EXERCISE » Rewrite the rows below, changing every "bounding box" to "enclosing box" and leaving everything else unchanged.

ENTRIES SHOWN »
━━━━━━

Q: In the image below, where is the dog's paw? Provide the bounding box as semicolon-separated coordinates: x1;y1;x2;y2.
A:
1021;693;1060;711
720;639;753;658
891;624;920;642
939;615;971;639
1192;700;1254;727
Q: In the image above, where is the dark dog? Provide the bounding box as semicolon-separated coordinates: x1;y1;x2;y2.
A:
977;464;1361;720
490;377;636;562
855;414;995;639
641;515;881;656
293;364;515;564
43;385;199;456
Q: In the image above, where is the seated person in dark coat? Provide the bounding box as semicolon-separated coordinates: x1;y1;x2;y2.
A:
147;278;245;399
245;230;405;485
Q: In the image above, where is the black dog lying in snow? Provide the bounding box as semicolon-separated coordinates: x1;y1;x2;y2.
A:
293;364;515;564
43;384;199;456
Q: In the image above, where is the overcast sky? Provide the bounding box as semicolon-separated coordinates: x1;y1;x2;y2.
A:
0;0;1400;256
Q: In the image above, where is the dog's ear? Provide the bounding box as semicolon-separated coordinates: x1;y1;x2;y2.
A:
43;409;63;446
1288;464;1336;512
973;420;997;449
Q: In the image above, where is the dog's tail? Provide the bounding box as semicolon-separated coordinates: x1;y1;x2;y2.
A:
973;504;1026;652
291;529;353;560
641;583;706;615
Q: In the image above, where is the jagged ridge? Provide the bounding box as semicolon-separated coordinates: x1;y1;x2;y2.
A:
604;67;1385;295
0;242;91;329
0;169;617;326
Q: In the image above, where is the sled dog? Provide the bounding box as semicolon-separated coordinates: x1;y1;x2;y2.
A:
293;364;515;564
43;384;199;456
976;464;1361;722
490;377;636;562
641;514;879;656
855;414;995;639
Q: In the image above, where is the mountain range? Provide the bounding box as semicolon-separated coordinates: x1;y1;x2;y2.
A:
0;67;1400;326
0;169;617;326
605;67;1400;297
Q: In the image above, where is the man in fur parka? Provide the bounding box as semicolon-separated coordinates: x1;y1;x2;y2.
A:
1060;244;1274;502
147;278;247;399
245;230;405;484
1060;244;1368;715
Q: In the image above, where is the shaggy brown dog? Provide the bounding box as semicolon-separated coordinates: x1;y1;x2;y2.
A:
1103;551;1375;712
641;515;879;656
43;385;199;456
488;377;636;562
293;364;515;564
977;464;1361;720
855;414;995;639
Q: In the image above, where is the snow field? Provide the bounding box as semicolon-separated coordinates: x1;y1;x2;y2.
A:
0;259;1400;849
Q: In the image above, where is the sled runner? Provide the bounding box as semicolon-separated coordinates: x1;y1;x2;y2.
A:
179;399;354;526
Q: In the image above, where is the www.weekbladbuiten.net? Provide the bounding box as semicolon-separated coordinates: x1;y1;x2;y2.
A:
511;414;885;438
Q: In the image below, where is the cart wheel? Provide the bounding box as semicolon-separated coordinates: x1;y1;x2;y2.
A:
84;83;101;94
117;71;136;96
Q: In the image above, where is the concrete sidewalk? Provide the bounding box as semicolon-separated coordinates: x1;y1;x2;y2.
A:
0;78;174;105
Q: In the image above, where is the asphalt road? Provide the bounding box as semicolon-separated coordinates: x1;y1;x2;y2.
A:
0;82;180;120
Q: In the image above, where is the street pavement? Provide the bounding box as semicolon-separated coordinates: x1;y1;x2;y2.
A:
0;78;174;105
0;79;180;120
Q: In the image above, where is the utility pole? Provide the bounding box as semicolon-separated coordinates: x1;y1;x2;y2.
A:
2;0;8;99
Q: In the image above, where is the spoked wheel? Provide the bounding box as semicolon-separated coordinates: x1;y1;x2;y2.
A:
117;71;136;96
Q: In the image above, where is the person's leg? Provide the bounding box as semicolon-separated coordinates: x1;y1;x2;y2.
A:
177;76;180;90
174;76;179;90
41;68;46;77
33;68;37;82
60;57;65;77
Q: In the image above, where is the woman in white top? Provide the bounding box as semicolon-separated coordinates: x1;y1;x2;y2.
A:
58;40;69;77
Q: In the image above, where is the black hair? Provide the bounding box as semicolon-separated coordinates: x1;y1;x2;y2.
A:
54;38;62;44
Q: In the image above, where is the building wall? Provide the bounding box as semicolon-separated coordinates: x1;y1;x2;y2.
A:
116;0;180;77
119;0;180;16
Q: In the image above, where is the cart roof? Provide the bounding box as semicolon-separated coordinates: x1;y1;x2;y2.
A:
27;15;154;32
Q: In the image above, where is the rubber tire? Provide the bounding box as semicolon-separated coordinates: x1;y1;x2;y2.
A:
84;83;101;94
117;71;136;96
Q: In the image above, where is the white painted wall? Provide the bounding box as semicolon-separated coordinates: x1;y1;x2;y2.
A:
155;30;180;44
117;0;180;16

━━━━━━

SOLUTION »
Q: In the image below, where is the dog's paw? Provide the enclosing box as semicolon-separated coordinates: x1;y1;x2;y2.
A:
1021;693;1060;711
720;639;753;658
891;624;920;642
939;615;971;639
1192;700;1254;727
Q: In the image above, where is the dark dog? Provide the enclosing box as semicolon-separated coordinates: x1;y1;x2;y2.
A:
977;464;1361;720
490;377;636;562
855;414;995;639
641;515;881;656
293;364;515;564
43;385;199;456
Q: In the image above, where is the seated person in dark coat? Provide the enclosing box as semicolon-separated coordinates: x1;y1;x2;y2.
A:
147;278;245;399
245;230;405;485
Q: In the image above, where is the black dog lying in snow? Provide the enclosing box as semicolon-separated coordinates: x1;y1;x2;y2.
A:
293;364;515;564
43;384;199;456
Q: In the image above, where is the overcast sky? Provide the enclosing box as semicolon-separated coordinates: x1;y1;x2;y2.
A:
0;0;1400;256
Q: In the image above, where is the dog's ear? Provide the enclosing box as semicolon-separated coordinates: x1;y1;x2;y2.
A:
43;409;63;446
1288;464;1336;512
973;420;997;449
Q: In the image above, where is the dog's tail? Provide the enclosing box as semicolon-separated coordinates: x1;y1;x2;y2.
A:
973;504;1026;652
291;529;353;560
641;583;706;615
Q: In the image above, where is the jagged ridge? Provide the enclosing box as semicolon-separated coordinates: x1;y1;x2;y2.
A:
604;67;1385;295
0;242;91;329
0;169;617;326
Q: In the image above, where is the sled dog? Provide the enclosing box as semicolon-separated coordinates: x1;y1;x2;y2.
A:
293;364;515;564
43;384;199;456
976;464;1361;722
490;377;636;562
641;514;879;656
855;414;995;639
Q: In the image above, where is the mountain range? Provide the enclosing box as semicolon-separated coordinates: x1;y1;x2;y2.
A:
0;67;1400;326
0;169;617;326
605;67;1400;297
Q: In the image above, where is the man in fur parka? Provide the enclosing box as semicolon-separated coordinates: x1;y1;x2;y2.
A:
1060;244;1274;502
147;278;247;399
245;230;405;484
1060;244;1368;715
Q: In the image above, where is the shaggy brown dog? Provide the enclosing box as semicolon-separated coordinates: x1;y1;x2;y2.
A:
1103;551;1375;712
641;515;879;656
43;385;199;456
488;377;636;562
293;364;515;564
977;464;1361;720
855;414;995;639
Q: In the image above, where is the snow field? Provide the enclosing box as semicolon-separated coordinates: x1;y1;x2;y2.
A:
0;259;1400;849
Q: In the image above, where is the sled runner? Provide the enclosing box as semicolon-separated coordinates: x1;y1;x2;y2.
A:
179;399;354;526
Q: In the image above, where is the www.weekbladbuiten.net? Provide the enclosing box as semicolon-separated coordinates: x1;y1;x2;y2.
A:
511;414;885;438
Q: In the image below, where is the cart wheel? Provide the enclosing box as semicolon-separated coordinates: x1;y1;x2;y2.
A:
84;83;101;94
117;71;136;96
Q: In the image above, where is the concrete sidewalk? Provide the enclosing box as semicolon-separated coordinates: x1;y1;x2;y2.
A:
0;78;174;105
Q: In the image above, where is the asphalt road? Provide the enclosing box as semicolon-separated coordinates: x1;y1;x2;y2.
A:
0;82;180;120
Q: In the image above, where is the street pavement? Provide the enclosing box as semicolon-separated coordinates: x1;y1;x2;y2.
A:
0;78;174;105
0;79;180;120
Q: In the image above, where is the utility pole? Provide the enclosing box as semicolon-separated coordinates: x1;y1;x2;y2.
A:
2;0;8;99
Q: In the image above, where is the spoked wheel? Provide the enclosing box as semicolon-separated coordinates: x1;y1;x2;y2.
A:
117;71;136;96
Q: In the image above, where is the person's leg? Provide the enclosing box as semicolon-separated coordinates: x1;y1;x2;y2.
A:
177;76;180;90
174;76;179;90
41;68;46;77
33;68;37;82
60;57;65;77
Q: In the image above, where is the woman in white top? Provide the enclosing box as semicolon-separated coordinates: x1;y1;x2;y2.
A:
58;40;69;77
Q: In the image above, where is the black hair? Provide the enclosing box as semicolon-separated coordinates: x1;y1;x2;y2.
A:
54;38;62;44
Q: In the image above, where is the building wall? Provide the enclosing box as semicolon-separated coordinates: x1;y1;x2;y2.
A:
116;0;180;77
119;0;180;16
Q: In the image above, where is the cart roof? Provide the enclosing box as semicolon-separated coordinates: x1;y1;x2;y2.
A:
27;15;154;32
Q: In the image above, where is the rubber tire? Provide the enclosing box as semicolon-separated coordinates: x1;y1;x2;y2.
A:
84;83;101;94
117;71;136;96
Q: In the image above, where is the white painted wall? Provide the enclosing box as semicolon-separated coordinates: x1;y1;x2;y2.
A:
155;30;180;44
117;0;180;16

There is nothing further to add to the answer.